Itens listados em um conjunto de dados
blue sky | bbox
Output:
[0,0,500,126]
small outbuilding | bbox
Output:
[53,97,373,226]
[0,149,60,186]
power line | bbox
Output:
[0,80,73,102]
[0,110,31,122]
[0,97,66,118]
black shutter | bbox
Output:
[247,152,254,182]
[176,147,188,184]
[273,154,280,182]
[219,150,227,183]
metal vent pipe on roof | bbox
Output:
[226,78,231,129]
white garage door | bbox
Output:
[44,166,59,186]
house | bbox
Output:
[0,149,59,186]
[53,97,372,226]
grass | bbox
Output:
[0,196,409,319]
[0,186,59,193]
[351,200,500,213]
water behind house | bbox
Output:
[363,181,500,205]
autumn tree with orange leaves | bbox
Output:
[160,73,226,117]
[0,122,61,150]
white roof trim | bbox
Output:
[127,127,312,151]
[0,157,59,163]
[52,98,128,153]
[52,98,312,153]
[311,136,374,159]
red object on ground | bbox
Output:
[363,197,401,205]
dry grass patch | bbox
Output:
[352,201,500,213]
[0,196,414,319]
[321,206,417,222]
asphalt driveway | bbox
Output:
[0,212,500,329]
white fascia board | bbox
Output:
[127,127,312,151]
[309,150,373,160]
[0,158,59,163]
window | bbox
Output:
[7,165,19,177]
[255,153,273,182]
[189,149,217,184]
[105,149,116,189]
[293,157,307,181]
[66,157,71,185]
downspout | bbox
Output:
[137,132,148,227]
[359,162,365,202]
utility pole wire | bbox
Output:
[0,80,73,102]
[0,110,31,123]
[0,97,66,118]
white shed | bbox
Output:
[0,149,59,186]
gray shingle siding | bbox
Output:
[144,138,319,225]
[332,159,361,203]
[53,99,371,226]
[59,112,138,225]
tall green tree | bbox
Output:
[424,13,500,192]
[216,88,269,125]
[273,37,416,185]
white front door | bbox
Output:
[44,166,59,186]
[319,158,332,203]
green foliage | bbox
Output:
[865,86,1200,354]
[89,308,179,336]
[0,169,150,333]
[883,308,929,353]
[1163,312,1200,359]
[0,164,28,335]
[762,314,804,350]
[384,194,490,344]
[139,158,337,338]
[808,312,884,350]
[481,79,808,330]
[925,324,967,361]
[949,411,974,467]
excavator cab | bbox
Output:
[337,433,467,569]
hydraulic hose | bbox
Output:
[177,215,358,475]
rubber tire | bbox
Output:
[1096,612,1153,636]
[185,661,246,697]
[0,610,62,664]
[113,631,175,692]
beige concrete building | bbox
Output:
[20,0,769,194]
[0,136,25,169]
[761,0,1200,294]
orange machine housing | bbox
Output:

INSTRUÇÕES DO EXERCÍCIO:
Edite as entradas acima trocando "downspout" por "drainpipe" e mantenha todo o resto inalterado.

EXERCÍCIO RESOLVIDO:
blue sky | bbox
Output:
[0,0,500,126]
small outbuilding | bbox
Output:
[53,97,373,226]
[0,149,60,186]
power line | bbox
Output:
[0,80,73,102]
[0,110,31,122]
[0,97,66,118]
black shutter | bbox
Output:
[247,152,254,182]
[176,147,188,184]
[273,154,280,182]
[219,150,227,183]
metal vent pipe on roof | bbox
Output:
[226,78,231,129]
white garage door | bbox
Output:
[44,166,59,186]
house | bbox
Output:
[0,149,59,186]
[53,97,372,226]
grass | bbox
Output:
[0,196,409,319]
[0,186,59,193]
[351,200,500,213]
water behind house | bbox
Output:
[363,181,500,205]
autumn tree with orange leaves | bbox
Output:
[160,73,226,117]
[0,122,61,150]
white roof trim | bbox
Output:
[127,127,312,151]
[0,157,59,163]
[52,98,128,153]
[52,98,312,153]
[311,136,374,159]
red object on ground | bbox
Output:
[363,197,401,205]
dry grass patch | bbox
Output:
[352,201,500,213]
[0,196,414,319]
[321,206,417,222]
asphalt driveway | bbox
Output:
[0,212,500,329]
white fascia board | bbox
Output:
[127,127,312,151]
[309,150,373,160]
[0,158,59,163]
window | bbox
Output:
[7,165,19,177]
[255,153,273,182]
[189,149,217,184]
[105,149,116,189]
[293,157,307,181]
[66,157,71,185]
drainpipe | bbox
Output:
[137,132,148,227]
[359,162,365,202]
utility pole wire | bbox
Output:
[0,80,73,102]
[0,110,31,123]
[0,97,66,118]
white shed | bbox
Output:
[0,149,59,186]
gray shingle siding | bbox
Output:
[144,138,319,225]
[332,159,361,203]
[53,99,371,226]
[59,112,138,225]
tall green tree | bbox
Output:
[424,13,500,192]
[216,88,269,125]
[273,37,416,185]
white front door | bbox
Output:
[44,166,59,186]
[319,158,332,203]
green foliage | bbox
Output:
[865,86,1200,354]
[89,308,179,336]
[0,169,150,333]
[883,308,929,353]
[1163,312,1200,359]
[0,164,28,335]
[762,314,804,350]
[384,194,490,344]
[139,158,337,338]
[808,312,884,350]
[481,79,808,330]
[925,324,967,361]
[949,411,974,467]
excavator cab | bbox
Output:
[337,433,467,569]
hydraulic hose | bbox
Output:
[177,215,358,475]
rubber tire | bbox
Output:
[1096,612,1153,636]
[185,661,246,697]
[0,610,62,664]
[113,631,175,692]
beige concrete building | bbox
Output:
[20,0,769,194]
[0,136,25,169]
[761,0,1200,294]
orange machine housing | bbox
Output:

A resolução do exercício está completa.